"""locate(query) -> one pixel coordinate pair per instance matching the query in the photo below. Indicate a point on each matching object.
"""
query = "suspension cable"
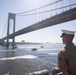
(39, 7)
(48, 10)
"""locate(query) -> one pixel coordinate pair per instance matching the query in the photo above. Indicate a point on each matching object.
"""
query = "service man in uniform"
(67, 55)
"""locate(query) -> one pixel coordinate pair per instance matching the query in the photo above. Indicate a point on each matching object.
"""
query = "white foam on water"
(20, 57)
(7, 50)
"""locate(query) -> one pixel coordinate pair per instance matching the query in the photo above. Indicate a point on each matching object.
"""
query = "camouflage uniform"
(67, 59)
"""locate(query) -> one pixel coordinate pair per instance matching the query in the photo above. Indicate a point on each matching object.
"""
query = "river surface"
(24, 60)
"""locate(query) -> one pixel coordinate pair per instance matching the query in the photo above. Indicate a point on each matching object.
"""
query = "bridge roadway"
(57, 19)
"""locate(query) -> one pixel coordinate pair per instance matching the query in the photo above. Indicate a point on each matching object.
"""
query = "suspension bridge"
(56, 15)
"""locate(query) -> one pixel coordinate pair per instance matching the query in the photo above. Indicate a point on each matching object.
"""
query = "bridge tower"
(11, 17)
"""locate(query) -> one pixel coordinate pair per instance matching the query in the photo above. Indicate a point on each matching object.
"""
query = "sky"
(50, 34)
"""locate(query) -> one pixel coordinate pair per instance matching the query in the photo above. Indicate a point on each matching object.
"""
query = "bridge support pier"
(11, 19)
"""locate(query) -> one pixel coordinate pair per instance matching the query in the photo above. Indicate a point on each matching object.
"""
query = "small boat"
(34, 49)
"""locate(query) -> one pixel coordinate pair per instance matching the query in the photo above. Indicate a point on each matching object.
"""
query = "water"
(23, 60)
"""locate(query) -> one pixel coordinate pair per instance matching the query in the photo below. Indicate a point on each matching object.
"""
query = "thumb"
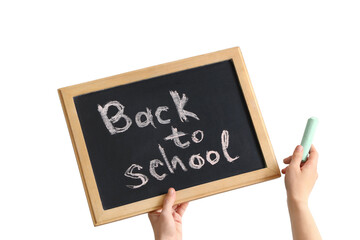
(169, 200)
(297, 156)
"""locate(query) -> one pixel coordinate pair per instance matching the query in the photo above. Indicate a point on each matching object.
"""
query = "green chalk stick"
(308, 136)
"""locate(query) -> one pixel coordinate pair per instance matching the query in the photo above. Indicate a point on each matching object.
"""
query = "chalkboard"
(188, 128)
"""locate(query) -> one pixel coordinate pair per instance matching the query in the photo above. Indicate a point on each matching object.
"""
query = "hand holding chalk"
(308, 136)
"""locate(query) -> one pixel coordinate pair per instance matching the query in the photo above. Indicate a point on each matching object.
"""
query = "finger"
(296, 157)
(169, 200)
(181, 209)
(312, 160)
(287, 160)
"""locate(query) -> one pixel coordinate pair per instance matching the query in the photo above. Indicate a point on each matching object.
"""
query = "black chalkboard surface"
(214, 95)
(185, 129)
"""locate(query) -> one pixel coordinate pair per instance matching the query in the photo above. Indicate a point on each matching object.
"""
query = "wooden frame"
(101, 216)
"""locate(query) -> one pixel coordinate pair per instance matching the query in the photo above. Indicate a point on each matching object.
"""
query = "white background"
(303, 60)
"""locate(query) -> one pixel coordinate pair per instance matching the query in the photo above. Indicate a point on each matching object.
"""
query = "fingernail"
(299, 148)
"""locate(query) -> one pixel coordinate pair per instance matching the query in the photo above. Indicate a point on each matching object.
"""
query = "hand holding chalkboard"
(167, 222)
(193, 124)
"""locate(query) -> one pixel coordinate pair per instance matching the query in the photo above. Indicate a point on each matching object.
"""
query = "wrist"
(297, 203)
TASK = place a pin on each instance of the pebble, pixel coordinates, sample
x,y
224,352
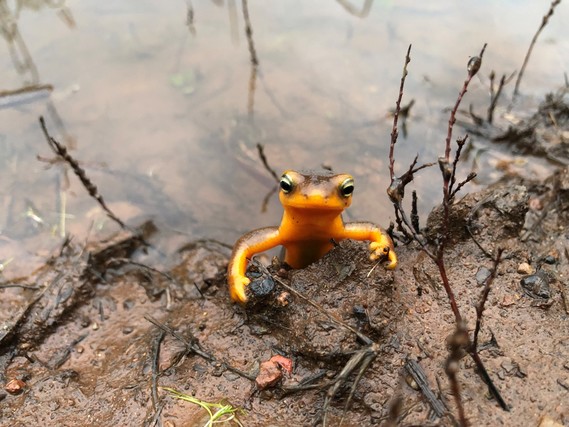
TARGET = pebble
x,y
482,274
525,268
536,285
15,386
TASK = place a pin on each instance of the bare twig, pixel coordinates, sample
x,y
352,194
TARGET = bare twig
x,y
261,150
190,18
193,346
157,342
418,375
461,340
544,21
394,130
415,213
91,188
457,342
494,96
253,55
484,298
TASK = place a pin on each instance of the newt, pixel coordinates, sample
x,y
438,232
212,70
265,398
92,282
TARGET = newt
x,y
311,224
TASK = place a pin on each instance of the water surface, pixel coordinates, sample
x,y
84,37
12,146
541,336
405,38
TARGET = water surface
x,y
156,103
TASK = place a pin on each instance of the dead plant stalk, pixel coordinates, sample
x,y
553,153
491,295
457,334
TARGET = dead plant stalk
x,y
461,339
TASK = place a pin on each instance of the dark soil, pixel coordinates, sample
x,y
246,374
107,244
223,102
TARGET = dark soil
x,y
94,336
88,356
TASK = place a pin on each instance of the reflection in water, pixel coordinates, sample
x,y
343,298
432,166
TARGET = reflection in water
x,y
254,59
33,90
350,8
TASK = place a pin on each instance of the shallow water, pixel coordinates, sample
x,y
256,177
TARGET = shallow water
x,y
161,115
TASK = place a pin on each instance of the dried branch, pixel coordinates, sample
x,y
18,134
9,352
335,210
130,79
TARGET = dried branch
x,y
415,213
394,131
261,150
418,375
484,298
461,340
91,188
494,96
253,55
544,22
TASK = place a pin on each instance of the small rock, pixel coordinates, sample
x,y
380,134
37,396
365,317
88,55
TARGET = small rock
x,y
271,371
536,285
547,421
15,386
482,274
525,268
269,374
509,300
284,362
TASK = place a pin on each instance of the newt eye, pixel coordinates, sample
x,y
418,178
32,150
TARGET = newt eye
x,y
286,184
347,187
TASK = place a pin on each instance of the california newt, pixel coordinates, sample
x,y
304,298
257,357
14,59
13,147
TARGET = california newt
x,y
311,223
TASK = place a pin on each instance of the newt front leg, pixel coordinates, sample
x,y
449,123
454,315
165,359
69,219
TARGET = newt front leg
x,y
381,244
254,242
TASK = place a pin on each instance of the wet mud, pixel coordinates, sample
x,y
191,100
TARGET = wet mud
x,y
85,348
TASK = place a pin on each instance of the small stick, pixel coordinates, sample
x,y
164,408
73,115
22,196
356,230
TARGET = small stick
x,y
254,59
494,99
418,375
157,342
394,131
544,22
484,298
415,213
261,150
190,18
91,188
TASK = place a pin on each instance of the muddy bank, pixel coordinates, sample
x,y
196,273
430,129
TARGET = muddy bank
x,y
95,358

- _Directions for this task_:
Would you transcribe all of the data exactly, omitting any pictures?

- _Answer to this task_:
"""locate(query) -> one pixel coordinate pair per instance matching the query in the photo below. Indicate a point on each matching object.
"""
query = "suspension cable"
(39, 7)
(48, 10)
"""locate(query) -> one pixel coordinate pair per instance matching the query in the photo above. Indicate a point on each matching object.
"""
query = "service man in uniform"
(67, 55)
"""locate(query) -> one pixel coordinate pair per instance matching the query in the photo above. Indicate a point on each matching object.
"""
query = "white foam on water"
(20, 57)
(7, 50)
"""locate(query) -> one pixel coordinate pair per instance matching the query in the photo above. Indicate a point on each matching object.
"""
query = "camouflage uniform"
(67, 59)
"""locate(query) -> one pixel coordinate pair per instance matching the query in the photo above. Indicate a point on each matching object.
"""
query = "river surface"
(24, 60)
"""locate(query) -> one pixel coordinate pair per instance matching the query in the photo above. Indicate a point on each matching object.
"""
query = "bridge roadway"
(57, 19)
"""locate(query) -> one pixel coordinate pair per instance matching the query in the photo above. Indicate a point on each matching object.
"""
query = "suspension bridge"
(56, 15)
"""locate(query) -> one pixel coordinate pair per instance matching the query in the photo above. Indicate a point on each matching object.
"""
query = "bridge tower"
(11, 17)
"""locate(query) -> one pixel coordinate pair per instance matching the query in the photo above. Indicate a point on each matching object.
"""
query = "sky"
(50, 34)
"""locate(query) -> one pixel coordinate pair per instance matching the query in the photo above. Indicate a point on each matching object.
"""
query = "bridge support pier"
(11, 19)
"""locate(query) -> one pixel coordinate pair per instance matching the query in the photo above. Indicate a point on each matching object.
"""
query = "small boat"
(34, 49)
"""locate(query) -> one pixel coordinate pair per instance matching the query in the photo above. Indicate a point on each matching object.
"""
query = "water"
(23, 60)
"""locate(query) -> one pixel coordinate pair per instance matching the query in the photo below. Indicate a point on each matching object.
"""
query = "thumb"
(169, 200)
(297, 156)
"""locate(query) -> one pixel coordinate pair per instance matching the query in the photo above. Indicate a point on each matching object.
"""
query = "green chalk stick"
(308, 136)
"""locate(query) -> one pixel coordinate pair per instance matching the query in the photo above. Indicate a point on each matching object.
"""
query = "chalkboard"
(188, 128)
"""locate(query) -> one pixel coordinate pair per instance matching the query in the photo above. Indicate a point on each matching object.
"""
query = "hand holding chalk"
(308, 136)
"""locate(query) -> one pixel coordinate pair per instance matching the query in the photo above. Indicate a point on each matching object.
"""
query = "finger"
(296, 157)
(169, 200)
(181, 209)
(312, 160)
(287, 160)
"""locate(query) -> one pixel coordinate pair per instance matching the query in the photo above. Indicate a point on each matching object.
"""
query = "black chalkboard surface"
(214, 95)
(185, 129)
"""locate(query) -> one pixel coordinate pair per instance matching the query in the photo above. Indicate a point on each matching object.
"""
query = "wooden frame"
(101, 216)
"""locate(query) -> one pixel coordinate pair per instance matching the query in the photo above. Indicate a point on each matching object.
"""
query = "white background"
(303, 60)
"""locate(query) -> one pixel coordinate pair per instance matching the query in the photo above. Indicate a point on each matching object.
"""
query = "fingernail"
(299, 148)
"""locate(query) -> one pixel coordinate pair per instance matching the query in the photo above. Indicate a point on each matching object.
"""
query = "hand holding chalkboard"
(167, 222)
(193, 124)
"""locate(query) -> one pixel coordinate pair per instance matching the query in the photo above. Indicate a point on each matching object.
"""
query = "wrist"
(297, 203)
TASK = place a pin on each instance of the pebble, pixel coordinates, sample
x,y
224,352
TARGET = pebble
x,y
482,274
525,268
536,285
15,386
TASK = place a pin on each instance of the bare twig, pixel coordinates, sample
x,y
352,194
TARGET = bare twig
x,y
261,150
190,18
193,346
157,342
418,375
461,340
544,21
394,130
415,213
91,188
457,342
494,96
253,55
484,298
TASK = place a pin on each instance of the newt, pixel coordinates, sample
x,y
438,232
212,70
265,398
92,282
TARGET = newt
x,y
311,224
TASK = place a pin on each instance of the water surface, pixel coordinates, sample
x,y
84,37
12,146
541,336
405,38
TARGET = water surface
x,y
156,103
TASK = place a pin on each instance of the dead plant stalk, pixel coordinates, sample
x,y
553,153
491,295
457,334
TARGET = dead plant stalk
x,y
461,339
TASK = place a pin on each instance of the dark soil, pixel coordinates, sample
x,y
246,374
107,244
223,102
TARGET = dark soil
x,y
94,336
88,356
TASK = place a pin on each instance of the reflection in water, pixel coordinates, sample
x,y
343,298
432,166
TARGET = reflection in water
x,y
254,59
33,90
350,8
TASK = place a pin on each instance of the shallow water, pixel coordinates, sample
x,y
256,177
TARGET = shallow water
x,y
161,115
TASK = place a pin on each instance of the dried branch, pixel coordinates, sample
x,y
18,134
9,352
335,210
130,79
TARGET = dried branch
x,y
415,213
394,131
261,150
418,375
484,298
461,340
91,188
494,96
253,55
544,22
TASK = place a pin on each instance of the small rock, pixel coordinates, sample
x,y
380,134
37,396
365,317
88,55
TARGET = small rock
x,y
271,371
536,285
547,421
15,386
482,274
525,268
269,374
509,300
284,362
TASK = place a pin on each instance of the newt eye, pixel coordinates, sample
x,y
418,178
32,150
TARGET = newt eye
x,y
286,184
347,187
TASK = place a pin on each instance of the california newt, pixel coordinates, sample
x,y
304,298
257,357
14,59
13,147
TARGET = california newt
x,y
311,223
TASK = place a pin on each instance of the newt front leg, pixel coordinates, sample
x,y
449,123
454,315
165,359
69,219
TARGET = newt front leg
x,y
381,244
254,242
TASK = place a pin on each instance of the wet mud, pixel coordinates, sample
x,y
191,100
TARGET = wet mud
x,y
85,348
TASK = place a pin on each instance of the small stick, pixel coordinates, sample
x,y
164,408
73,115
22,196
356,230
TARGET = small stick
x,y
254,59
494,99
418,375
157,342
394,131
544,22
484,298
415,213
261,150
190,18
91,188
TASK = place a pin on each instance of the muddy bank, pixel coordinates, sample
x,y
196,273
430,129
TARGET = muddy bank
x,y
95,358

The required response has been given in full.